Copy each line of the following material exactly.

Data records:
-- Opening Marker --

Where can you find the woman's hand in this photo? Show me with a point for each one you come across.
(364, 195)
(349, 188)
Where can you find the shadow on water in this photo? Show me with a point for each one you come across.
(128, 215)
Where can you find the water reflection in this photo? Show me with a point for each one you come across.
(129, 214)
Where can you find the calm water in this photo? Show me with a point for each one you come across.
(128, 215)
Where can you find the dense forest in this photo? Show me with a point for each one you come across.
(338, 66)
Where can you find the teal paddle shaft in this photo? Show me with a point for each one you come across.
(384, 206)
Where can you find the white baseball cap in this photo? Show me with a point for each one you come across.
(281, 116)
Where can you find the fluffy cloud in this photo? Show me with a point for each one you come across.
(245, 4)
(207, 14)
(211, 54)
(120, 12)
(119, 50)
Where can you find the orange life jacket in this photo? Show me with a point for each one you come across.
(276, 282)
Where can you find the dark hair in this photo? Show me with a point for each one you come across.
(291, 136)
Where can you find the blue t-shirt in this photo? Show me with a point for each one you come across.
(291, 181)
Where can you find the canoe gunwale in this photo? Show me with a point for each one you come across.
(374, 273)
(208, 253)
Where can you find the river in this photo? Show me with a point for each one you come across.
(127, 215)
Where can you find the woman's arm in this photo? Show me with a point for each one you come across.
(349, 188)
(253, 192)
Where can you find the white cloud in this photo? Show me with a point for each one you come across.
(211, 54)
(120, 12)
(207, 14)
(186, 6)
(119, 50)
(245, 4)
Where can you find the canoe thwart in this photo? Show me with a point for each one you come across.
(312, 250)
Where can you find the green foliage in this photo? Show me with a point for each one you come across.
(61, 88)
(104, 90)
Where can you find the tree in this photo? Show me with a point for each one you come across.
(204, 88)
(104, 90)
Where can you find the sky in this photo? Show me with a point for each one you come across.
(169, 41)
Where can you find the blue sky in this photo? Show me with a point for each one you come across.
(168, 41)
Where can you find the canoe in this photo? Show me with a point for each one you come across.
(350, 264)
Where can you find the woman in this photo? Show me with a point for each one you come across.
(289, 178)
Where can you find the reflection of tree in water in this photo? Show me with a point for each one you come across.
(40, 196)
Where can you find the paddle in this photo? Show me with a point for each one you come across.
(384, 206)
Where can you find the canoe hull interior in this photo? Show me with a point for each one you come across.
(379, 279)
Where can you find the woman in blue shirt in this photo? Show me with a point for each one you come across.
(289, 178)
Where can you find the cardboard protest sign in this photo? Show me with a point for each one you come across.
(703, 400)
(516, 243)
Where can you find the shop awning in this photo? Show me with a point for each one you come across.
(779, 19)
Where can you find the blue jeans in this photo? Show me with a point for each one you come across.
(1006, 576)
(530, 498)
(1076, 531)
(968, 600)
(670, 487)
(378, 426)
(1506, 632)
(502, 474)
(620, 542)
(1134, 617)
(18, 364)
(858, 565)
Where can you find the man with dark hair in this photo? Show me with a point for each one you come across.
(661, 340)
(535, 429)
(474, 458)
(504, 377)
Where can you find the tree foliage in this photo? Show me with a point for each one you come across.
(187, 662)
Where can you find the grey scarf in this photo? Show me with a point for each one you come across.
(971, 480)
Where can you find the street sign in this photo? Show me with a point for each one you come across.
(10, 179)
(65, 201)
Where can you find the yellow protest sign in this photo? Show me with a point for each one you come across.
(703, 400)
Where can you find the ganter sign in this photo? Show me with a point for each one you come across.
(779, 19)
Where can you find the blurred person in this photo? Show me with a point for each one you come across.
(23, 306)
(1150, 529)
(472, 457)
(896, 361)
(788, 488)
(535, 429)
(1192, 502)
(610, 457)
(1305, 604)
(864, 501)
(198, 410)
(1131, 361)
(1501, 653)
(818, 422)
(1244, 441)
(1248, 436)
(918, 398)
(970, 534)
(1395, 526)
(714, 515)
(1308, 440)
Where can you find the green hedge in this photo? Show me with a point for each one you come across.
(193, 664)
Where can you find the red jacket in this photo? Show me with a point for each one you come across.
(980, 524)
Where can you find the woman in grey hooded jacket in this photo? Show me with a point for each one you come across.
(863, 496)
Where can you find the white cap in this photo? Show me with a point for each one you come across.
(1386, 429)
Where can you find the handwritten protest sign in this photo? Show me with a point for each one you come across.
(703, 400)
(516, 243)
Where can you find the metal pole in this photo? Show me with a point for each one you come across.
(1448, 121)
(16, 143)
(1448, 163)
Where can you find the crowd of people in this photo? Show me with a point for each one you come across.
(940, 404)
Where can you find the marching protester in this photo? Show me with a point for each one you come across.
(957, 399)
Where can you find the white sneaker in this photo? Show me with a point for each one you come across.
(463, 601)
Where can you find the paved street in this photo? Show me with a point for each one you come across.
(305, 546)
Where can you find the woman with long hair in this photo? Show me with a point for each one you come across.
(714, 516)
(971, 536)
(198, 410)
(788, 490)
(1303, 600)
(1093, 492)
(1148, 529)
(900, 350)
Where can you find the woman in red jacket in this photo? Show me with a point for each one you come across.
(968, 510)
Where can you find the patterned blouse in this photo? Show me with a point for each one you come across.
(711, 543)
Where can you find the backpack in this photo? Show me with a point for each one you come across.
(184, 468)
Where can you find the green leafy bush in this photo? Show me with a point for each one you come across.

-- Closing Marker --

Output of the task:
Where can you find the woman's hand in this photo? Show me with a point for each one you come across.
(364, 195)
(349, 188)
Where can you find the shadow on water in this photo? Show me with a point for each one you come across.
(128, 215)
Where can you find the water reflection in this photo? Show me with a point for each one you come across.
(129, 214)
Where can you find the calm water in this photo? Show me with a point for each one you come across.
(128, 215)
Where can you find the dense forest in this photo? Show me with a point for each one you come across.
(338, 66)
Where can you find the teal paddle shaft in this photo? Show me with a point for each one you come across.
(384, 206)
Where can you find the white baseball cap in this photo? Show me with a point for each one you come across.
(281, 116)
Where can you find the fluffy cloud in this photo? Show me with a point for each one you come across.
(245, 4)
(207, 14)
(211, 54)
(120, 12)
(119, 50)
Where can you find the orange life jacket in this photo? Show me with a point for each one you come across.
(276, 282)
Where can you find the dark hair in this photo? Show me with a point for each one you come across.
(291, 136)
Where can you find the blue t-shirt in this photo? Show me with a point for each one you come across.
(291, 181)
Where can you find the canoe gunwale in this photo? Show me with a point for each one you come across.
(374, 273)
(208, 253)
Where can you find the river in this photo? Show me with a point for each one you come across.
(127, 215)
Where can you find the woman's arm in this photo? Show me with a point for each one you come across.
(349, 188)
(253, 192)
Where can you find the white cloud in this photo? Show me with a point for each one you come across.
(211, 54)
(120, 12)
(207, 14)
(186, 6)
(119, 50)
(245, 4)
Where can you find the canoe thwart in this photo? Show me with a point for each one you come across.
(312, 250)
Where can you find the green foliage in this photo? Show me with a point for each one you come across.
(61, 88)
(104, 90)
Where can you find the tree in this photo? Show me with a point for each one you come across.
(204, 88)
(104, 90)
Where can you find the sky in this photo? Show me with a point for each one you come across.
(169, 41)
Where can you find the blue sky in this photo? Show me with a point for each one you come across.
(168, 41)
Where can you find the canoe in this photo? Show me with a point for each one you come across.
(350, 264)
Where can you find the woman in this photo? Show me with a point for each one you come across.
(289, 178)
Where can you find the reflection of tree in water in this photo? Show me with a point for each one you come across.
(40, 196)
Where can you find the paddle in this photo? Show me with a point for each one you come across.
(384, 206)
Where can you find the canoe hull interior in this photo? Show me with a point for each one you come across.
(379, 279)
Where can you find the woman in blue shirt in this photo? Show me with a point for each one you come across.
(289, 178)
Where can you find the cardboard protest sign in this photo? Show me with a point for each one you come across.
(703, 400)
(516, 243)
Where can you find the shop awning in this photo? Show me with a point for each one you come across.
(779, 19)
Where can you find the blue jeans in this photo? Show me with a point for each one you come across.
(1006, 576)
(530, 498)
(1076, 531)
(968, 600)
(670, 487)
(378, 426)
(1506, 632)
(502, 474)
(620, 542)
(1134, 617)
(18, 364)
(858, 565)
Where can you find the man with dark hair in this photo? Show me with a point for each one you come across.
(661, 340)
(535, 429)
(474, 458)
(504, 377)
Where can you find the tree foliage in this photo? Show me with a point for each one you come across.
(187, 662)
Where can you find the grey scarf in this photo? Show me with a point for each one you come across.
(971, 480)
Where can you find the street sign in this photo? Show me with a point for each one you come across.
(10, 179)
(65, 201)
Where can you find the yellow protest sign in this photo? Show me with a point for each one you come across.
(703, 400)
Where can you find the ganter sign in this photo? Show me with a point for each one you come across.
(779, 19)
Where can you find the blurred person in this photo? Show me with a point for each one you come across.
(23, 306)
(1150, 529)
(472, 457)
(896, 361)
(788, 488)
(535, 429)
(1192, 502)
(610, 457)
(1305, 604)
(864, 501)
(198, 410)
(1131, 361)
(1501, 653)
(818, 422)
(1244, 441)
(1248, 436)
(918, 398)
(970, 534)
(1395, 526)
(714, 515)
(1308, 440)
Where can you find the green hedge in this photo? Show me with a point for each one you come across.
(193, 664)
Where can you find the red jacket in this photo? Show me with a point for each one you come across.
(980, 524)
Where can you find the woman in grey hooded jacket in this photo? Show me with a point for each one you come across.
(863, 496)
Where can you find the white cap in this photo? Show me with a point for each one you come across.
(1386, 429)
Where can you find the handwritten protest sign in this photo? Show me with a point for each one you come across.
(703, 400)
(516, 243)
Where can you find the metal pole in this photo? Show me with a point for each one you come across.
(1448, 121)
(16, 143)
(1448, 163)
Where can you find the crowd of people in this photo? Show me with a point for each one you come across.
(940, 404)
Where can you find the marching protester in this photo? Show me with a point for each one you come across.
(957, 399)
Where can you find the white sneaker in this photo? Show me with a point for each one you come across.
(463, 601)
Where can you find the paved street in this photo? Show me with a point for each one you come across.
(305, 546)
Where can you find the woman with long hair in this photo? Show me with a point for each one you come across.
(714, 516)
(971, 536)
(198, 410)
(788, 490)
(1303, 600)
(1093, 492)
(1148, 529)
(900, 350)
Where can you find the woman in red jacket in this photo? Show me with a point for each one you come across.
(968, 510)
Where can you find the patterned blouse in this photo? Show me with a point for each one you come across.
(711, 543)
Where can you find the backpack in this photo? Show me with a point for each one you come across.
(184, 468)
Where can you find the green leafy bush in this photo? Show me with a point for each one you come across.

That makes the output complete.